▼

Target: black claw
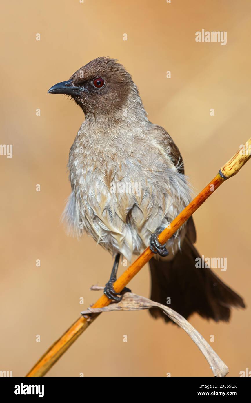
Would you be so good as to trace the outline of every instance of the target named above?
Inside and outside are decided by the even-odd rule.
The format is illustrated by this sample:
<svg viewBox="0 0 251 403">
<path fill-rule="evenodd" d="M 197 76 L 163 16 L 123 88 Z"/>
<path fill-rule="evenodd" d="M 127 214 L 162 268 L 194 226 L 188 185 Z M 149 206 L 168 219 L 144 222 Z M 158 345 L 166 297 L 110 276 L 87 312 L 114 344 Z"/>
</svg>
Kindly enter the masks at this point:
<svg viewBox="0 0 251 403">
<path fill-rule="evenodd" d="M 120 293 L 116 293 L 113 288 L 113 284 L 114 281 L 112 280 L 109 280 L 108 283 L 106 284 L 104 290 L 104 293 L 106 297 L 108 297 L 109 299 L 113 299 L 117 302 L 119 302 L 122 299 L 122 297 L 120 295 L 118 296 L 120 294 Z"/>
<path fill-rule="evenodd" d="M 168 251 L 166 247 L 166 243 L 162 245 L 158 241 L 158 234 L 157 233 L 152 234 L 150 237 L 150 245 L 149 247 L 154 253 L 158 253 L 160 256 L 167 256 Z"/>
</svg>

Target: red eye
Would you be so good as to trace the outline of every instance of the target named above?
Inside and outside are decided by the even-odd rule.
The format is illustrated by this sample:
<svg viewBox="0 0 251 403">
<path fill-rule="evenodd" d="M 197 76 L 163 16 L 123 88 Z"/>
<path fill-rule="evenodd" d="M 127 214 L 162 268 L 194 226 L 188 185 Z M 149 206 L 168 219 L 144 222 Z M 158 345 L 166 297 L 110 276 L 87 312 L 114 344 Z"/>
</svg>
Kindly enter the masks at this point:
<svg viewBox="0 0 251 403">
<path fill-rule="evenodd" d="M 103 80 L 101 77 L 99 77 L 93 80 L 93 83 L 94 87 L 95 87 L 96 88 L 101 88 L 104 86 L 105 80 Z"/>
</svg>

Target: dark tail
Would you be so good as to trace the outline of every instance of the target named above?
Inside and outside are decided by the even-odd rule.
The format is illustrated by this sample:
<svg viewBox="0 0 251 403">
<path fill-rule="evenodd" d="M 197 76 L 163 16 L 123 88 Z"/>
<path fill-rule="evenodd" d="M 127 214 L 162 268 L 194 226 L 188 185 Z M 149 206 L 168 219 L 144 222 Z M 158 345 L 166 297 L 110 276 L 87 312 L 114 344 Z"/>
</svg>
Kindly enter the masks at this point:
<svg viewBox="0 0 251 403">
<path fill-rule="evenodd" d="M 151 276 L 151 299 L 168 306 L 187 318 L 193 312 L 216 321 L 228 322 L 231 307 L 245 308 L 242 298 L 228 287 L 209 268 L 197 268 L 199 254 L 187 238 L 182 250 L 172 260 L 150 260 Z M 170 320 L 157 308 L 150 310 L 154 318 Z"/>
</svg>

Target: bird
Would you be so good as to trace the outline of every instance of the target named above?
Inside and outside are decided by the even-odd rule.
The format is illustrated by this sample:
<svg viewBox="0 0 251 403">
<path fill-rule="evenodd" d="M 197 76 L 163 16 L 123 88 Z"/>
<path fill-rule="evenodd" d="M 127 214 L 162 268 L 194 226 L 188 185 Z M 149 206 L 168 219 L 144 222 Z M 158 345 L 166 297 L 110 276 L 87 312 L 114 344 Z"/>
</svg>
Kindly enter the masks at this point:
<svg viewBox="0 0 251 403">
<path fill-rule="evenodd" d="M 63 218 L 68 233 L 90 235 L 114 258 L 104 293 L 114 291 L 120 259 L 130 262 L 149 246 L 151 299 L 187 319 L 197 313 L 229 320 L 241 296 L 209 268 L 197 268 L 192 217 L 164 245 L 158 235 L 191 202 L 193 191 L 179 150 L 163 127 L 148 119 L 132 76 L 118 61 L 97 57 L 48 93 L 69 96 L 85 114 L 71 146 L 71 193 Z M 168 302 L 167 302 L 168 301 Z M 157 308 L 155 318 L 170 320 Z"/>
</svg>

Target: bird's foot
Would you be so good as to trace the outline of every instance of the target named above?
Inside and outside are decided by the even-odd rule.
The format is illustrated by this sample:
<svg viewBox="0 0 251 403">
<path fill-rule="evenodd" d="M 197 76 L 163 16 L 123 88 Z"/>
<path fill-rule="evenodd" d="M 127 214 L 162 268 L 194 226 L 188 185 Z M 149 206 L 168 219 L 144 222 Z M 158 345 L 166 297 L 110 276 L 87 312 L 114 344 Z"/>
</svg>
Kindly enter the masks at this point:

▲

• [Do this] Copy out every entry again, swapping "Would you be so good as to" for "Please" and changing nothing else. Omit the pictures.

• [Written response]
Target: black claw
Please trace the outline of every instance of the target named above?
Inside and outside are decided by the even-odd rule.
The format is illustrated by this sample:
<svg viewBox="0 0 251 403">
<path fill-rule="evenodd" d="M 197 76 L 163 16 L 123 88 Z"/>
<path fill-rule="evenodd" d="M 127 214 L 162 268 L 194 226 L 188 185 Z M 149 206 L 168 219 L 144 222 Z M 158 345 L 166 297 L 110 276 L 87 312 L 114 344 Z"/>
</svg>
Kindly enter the masks at this point:
<svg viewBox="0 0 251 403">
<path fill-rule="evenodd" d="M 120 293 L 116 293 L 113 288 L 113 284 L 114 281 L 112 280 L 109 280 L 108 283 L 106 284 L 104 290 L 104 293 L 106 297 L 108 297 L 109 299 L 113 299 L 117 302 L 119 302 L 122 299 L 122 297 L 120 295 L 118 296 L 120 294 Z"/>
<path fill-rule="evenodd" d="M 168 251 L 166 247 L 166 243 L 162 245 L 158 241 L 158 234 L 157 233 L 152 234 L 150 237 L 150 245 L 149 247 L 154 253 L 158 253 L 160 256 L 167 256 Z"/>
</svg>

Target: red eye
Please trace the outline of every instance of the target named above?
Inside and outside are decided by the even-odd rule.
The format is illustrated by this sample:
<svg viewBox="0 0 251 403">
<path fill-rule="evenodd" d="M 197 76 L 163 16 L 123 88 Z"/>
<path fill-rule="evenodd" d="M 127 214 L 162 268 L 194 226 L 188 185 Z M 149 206 L 168 219 L 144 222 Z M 158 345 L 166 297 L 110 276 L 87 312 L 114 344 Z"/>
</svg>
Kindly enter the masks at this point:
<svg viewBox="0 0 251 403">
<path fill-rule="evenodd" d="M 103 80 L 101 77 L 99 77 L 93 80 L 93 83 L 94 87 L 95 87 L 96 88 L 101 88 L 104 86 L 105 80 Z"/>
</svg>

Target: dark tail
Please trace the outline of every instance of the target named above?
Inside and outside are decided by the even-odd rule.
The format is illustrated by this sample:
<svg viewBox="0 0 251 403">
<path fill-rule="evenodd" d="M 197 76 L 163 16 L 123 88 Z"/>
<path fill-rule="evenodd" d="M 127 214 L 162 268 L 194 226 L 188 185 Z M 149 206 L 168 219 L 144 222 Z M 158 345 L 166 297 L 110 276 L 87 312 L 114 344 Z"/>
</svg>
Kindly enter the masks at this point:
<svg viewBox="0 0 251 403">
<path fill-rule="evenodd" d="M 151 276 L 151 299 L 168 306 L 187 318 L 193 312 L 216 321 L 228 322 L 231 307 L 245 308 L 242 298 L 228 287 L 209 268 L 197 268 L 199 254 L 187 238 L 182 250 L 172 260 L 150 260 Z M 170 320 L 157 308 L 150 310 L 154 318 Z"/>
</svg>

Target: bird
Please trace the outline of every instance of the target named above?
Inside and outside are decided by the even-odd rule.
The format is illustrated by this sample:
<svg viewBox="0 0 251 403">
<path fill-rule="evenodd" d="M 197 76 L 163 16 L 123 88 Z"/>
<path fill-rule="evenodd" d="M 127 214 L 162 268 L 194 226 L 188 185 Z M 149 206 L 168 219 L 144 222 Z M 158 345 L 166 297 L 110 276 L 87 312 L 114 344 Z"/>
</svg>
Kindly enter the masks at this point:
<svg viewBox="0 0 251 403">
<path fill-rule="evenodd" d="M 63 218 L 68 233 L 90 235 L 114 258 L 104 293 L 114 291 L 120 259 L 130 262 L 149 246 L 151 299 L 187 319 L 197 313 L 229 320 L 241 296 L 209 268 L 197 268 L 192 217 L 164 245 L 158 235 L 191 202 L 193 191 L 179 150 L 163 127 L 148 119 L 132 76 L 118 61 L 97 57 L 48 93 L 69 96 L 85 114 L 71 146 L 71 193 Z M 168 302 L 167 302 L 168 301 Z M 157 308 L 155 318 L 170 320 Z"/>
</svg>

Target: bird's foot
Please trace the outline of every instance of the target named above?
Inside and outside are decided by the even-odd rule.
The format is illustrated by this sample:
<svg viewBox="0 0 251 403">
<path fill-rule="evenodd" d="M 197 76 L 163 16 L 123 88 Z"/>
<path fill-rule="evenodd" d="M 127 214 L 162 268 L 194 226 L 188 185 Z M 149 206 L 168 219 L 144 222 Z M 158 345 L 166 297 L 110 276 L 87 312 L 114 344 Z"/>
</svg>
Kindly enter the masks at this point:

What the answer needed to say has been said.